═══ Record excerpts

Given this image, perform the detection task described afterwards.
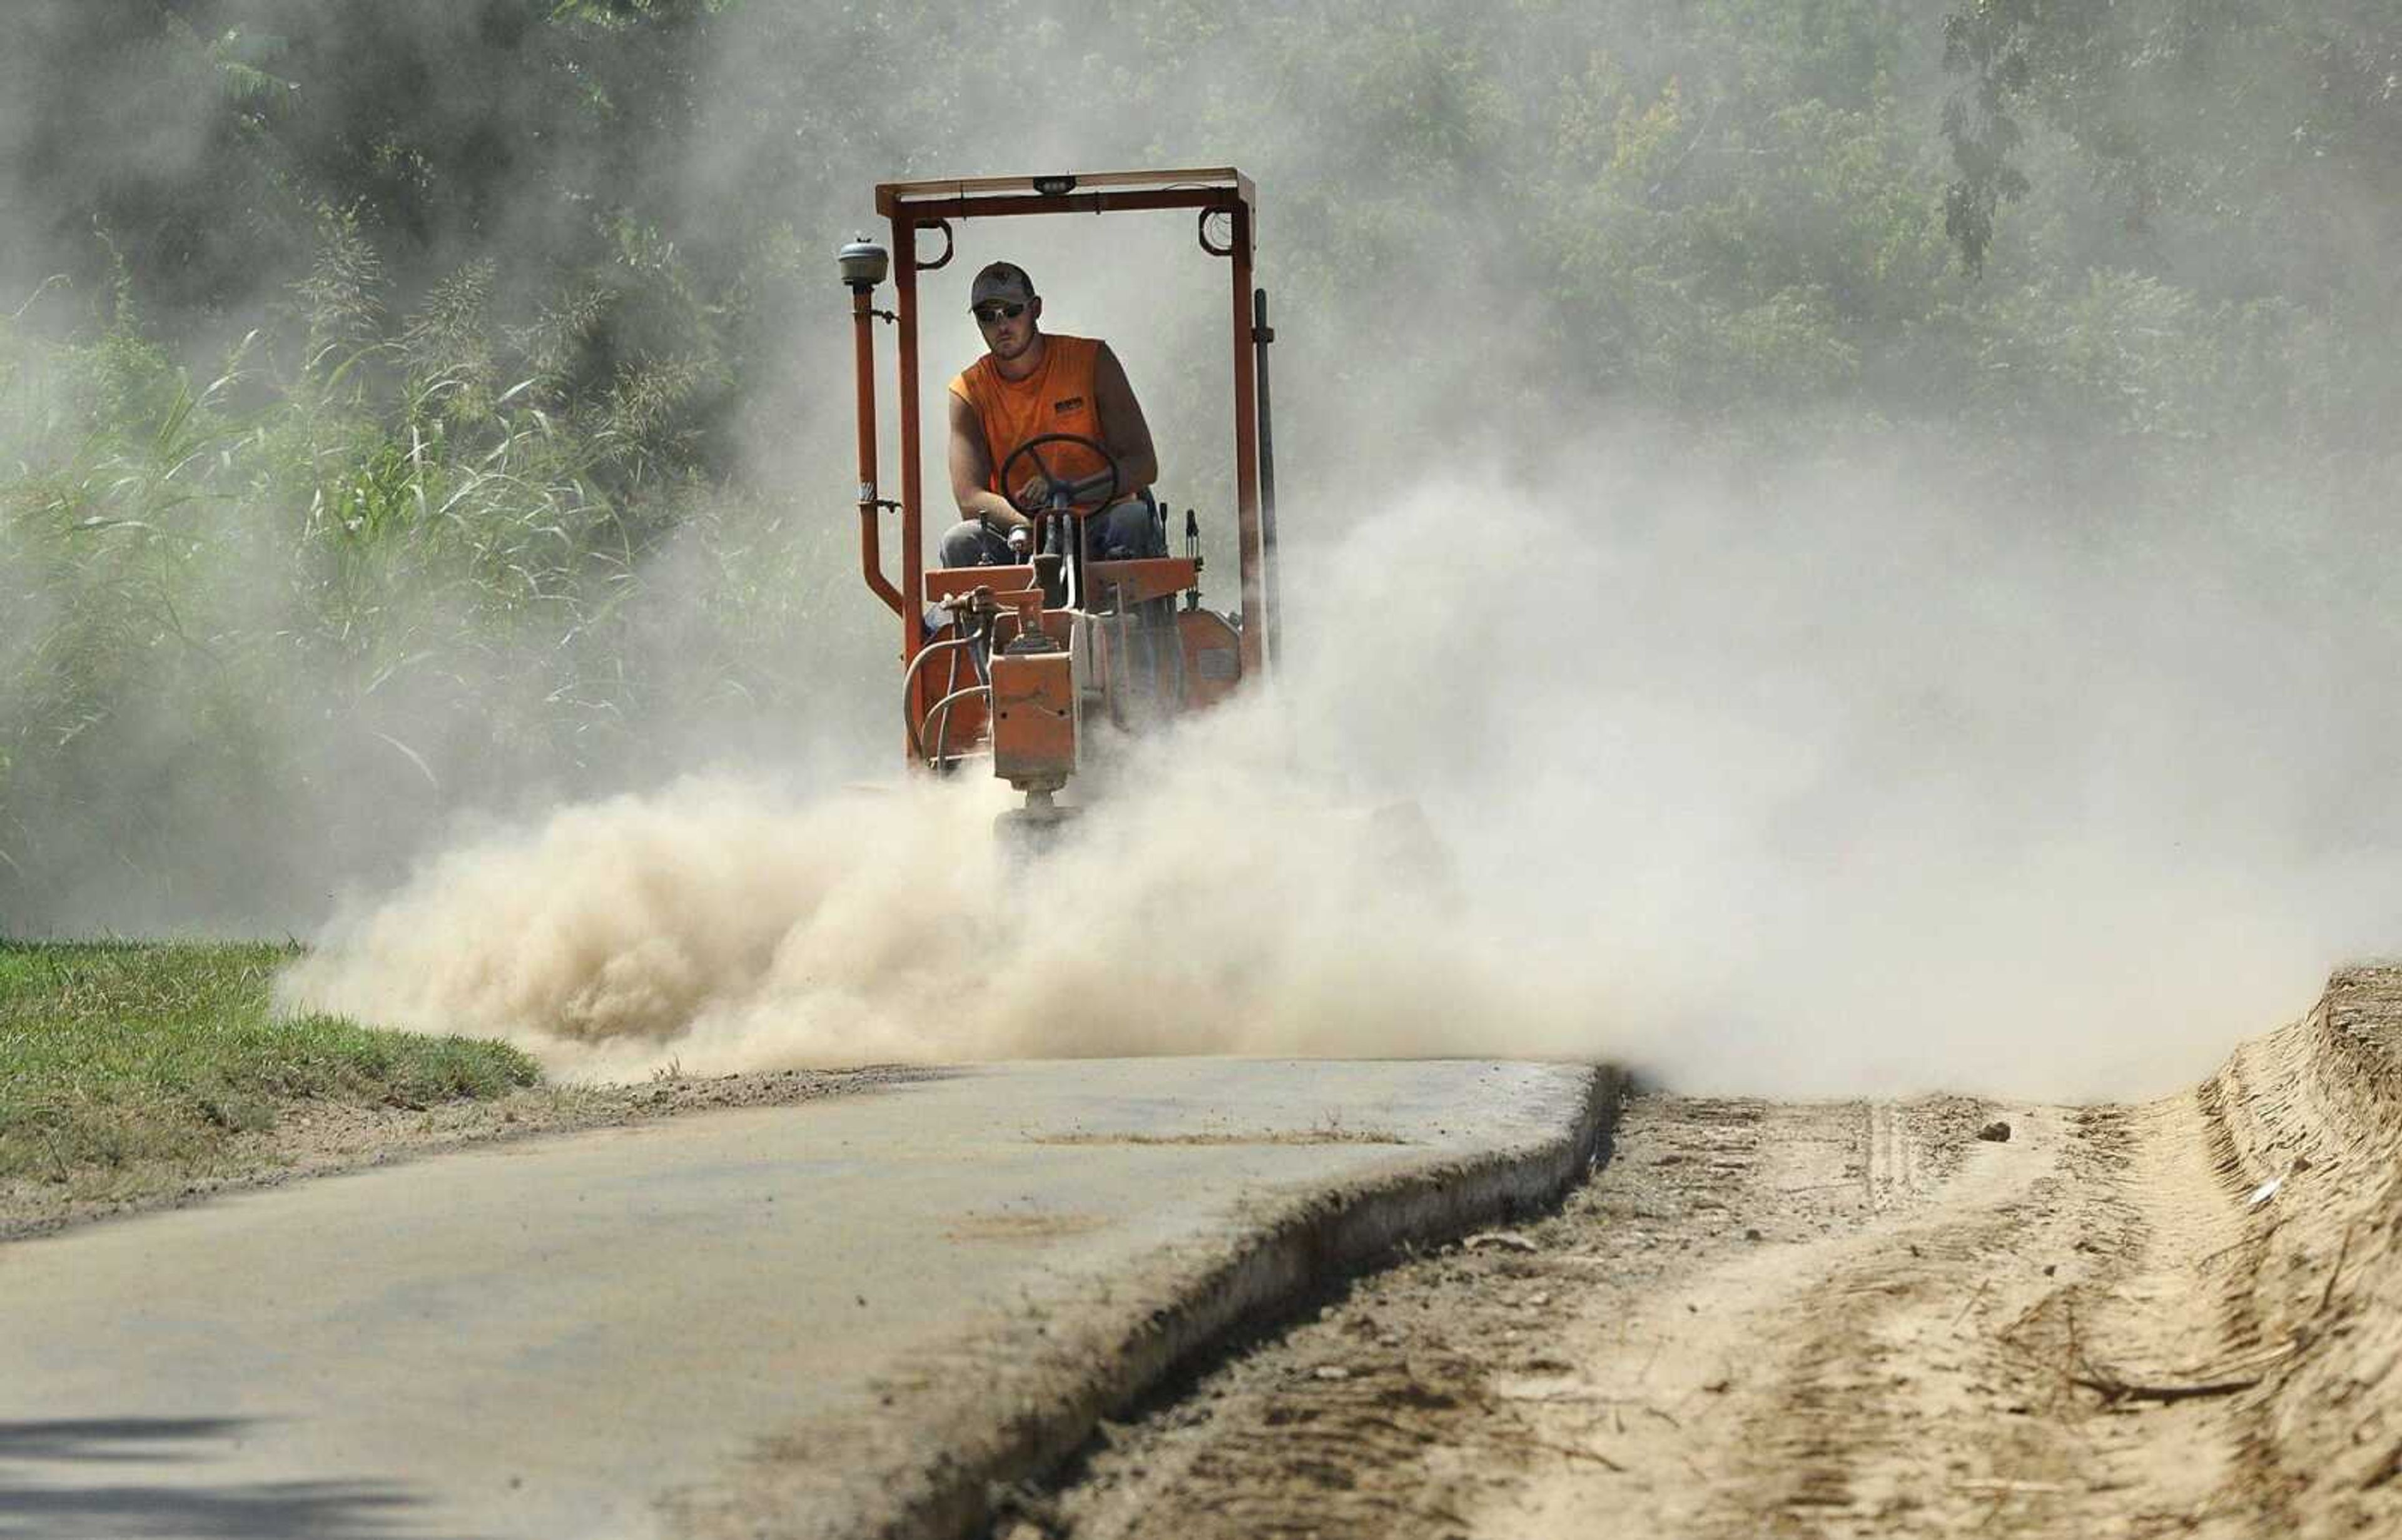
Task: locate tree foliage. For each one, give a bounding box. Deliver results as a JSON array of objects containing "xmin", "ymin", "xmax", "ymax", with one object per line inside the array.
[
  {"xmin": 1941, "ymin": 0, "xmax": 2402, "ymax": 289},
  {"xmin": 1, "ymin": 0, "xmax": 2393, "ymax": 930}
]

══════

▸ Task objective
Since the pictures don't belong in the copy, copy only the rest of the entries above exactly.

▸ Answer section
Given this image, perform the detection task described afterwards.
Task: locate tree foliage. For each one, give a bounding box. Deliver results as a JSON array of objects containing "xmin", "ymin", "xmax", "ymax", with one object per line inside the array.
[
  {"xmin": 1941, "ymin": 0, "xmax": 2402, "ymax": 289},
  {"xmin": 1, "ymin": 0, "xmax": 2393, "ymax": 930}
]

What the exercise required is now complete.